» Instrucciones:
1 - Reproduzca fielmente el fragmento del extracto que va desde "# Ayuda con" hasta "garcia (Abr 22, 2012)".
2 - Según el extracto, ¿de qué tipos son los diodos de alta frecuencia encontrados en la salida del amplificador?

» Extracto:
_ _ _ _ _ _ _
# Ayuda con planta de vehiculo



## moisesdiaz86 (Abr 21, 2012)

Buenas noches estimados colegas electronicos.... Soy estudiande de los ultimos semestres de ingenieroia electronica, y bueno les traigo un pequeÑo problemita... Tengo un aplificador de carros lanzar pro proab700.1. El problema es que luego de encendido, a los pocos segundos entra en proteccion "protection" (led rojo), visualmente no tiene ningun componente daÑado, saque todos los elementos de salida, y hay unos diodos de alta frecuencia tipos fmg22s y fmg22r, al quitar estos elementos, ya no entra en proteccion el empli, pero no suena... Que puedo hacer??? Los transistores de salida bjt y fets estan buenos.... Agradezco sus cometarios... Gracias de ante mano...


----------



## fausto garcia (Abr 22, 2012)

Saludos compañero 

Checa este link ahi se trata un tema similar al que expones 

https://www.forosdeelectronica.com/f33/etapa-potencia-blaupunk-funde-fusibles-59540/

Saludos


----------



## zopilote (Abr 22, 2012)

Tu planta tiene dañado la etapa de amplificacion, si no se ve algo dañado, tendras que determinar cuantos canales tiene y aislarlos para probarlos asi encontraras el canal que esta dañado, luego a buscar lo que se ha malogrado en ella.


----------



## moisesdiaz86 (Abr 22, 2012)

Gracias estimado amigo por tu aporte. 

Bueno, aqui subo algunas fotos para ver si me pueden ayudar, realmente no revise los mosfets...

Los componentes involucrados en la salida son: Los transistores bjt, a un polo de la salida y los diodos que mencione anteriormente, al otro polo de la salida... Cuando se enciende, a los 2 o 3 seg. Se coloca en protection... Que me recomiendan???


----------



## moisesdiaz86 (Abr 22, 2012)
_ _ _ _ _ _ _
» Contenido del conjunto:
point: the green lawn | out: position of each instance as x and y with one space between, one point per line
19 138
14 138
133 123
_ _ _ _ _ _ _
» Resultados por tarea:
1 -
# Ayuda con planta de vehiculo



## moisesdiaz86 (Abr 21, 2012)

Buenas noches estimados colegas electronicos.... Soy estudiande de los ultimos semestres de ingenieroia electronica, y bueno les traigo un pequeÑo problemita... Tengo un aplificador de carros lanzar pro proab700.1. El problema es que luego de encendido, a los pocos segundos entra en proteccion "protection" (led rojo), visualmente no tiene ningun componente daÑado, saque todos los elementos de salida, y hay unos diodos de alta frecuencia tipos fmg22s y fmg22r, al quitar estos elementos, ya no entra en proteccion el empli, pero no suena... Que puedo hacer??? Los transistores de salida bjt y fets estan buenos.... Agradezco sus cometarios... Gracias de ante mano...


----------



## fausto garcia (Abr 22, 2012)

2 - Son diodos de tipo fmg22s y fmg22r.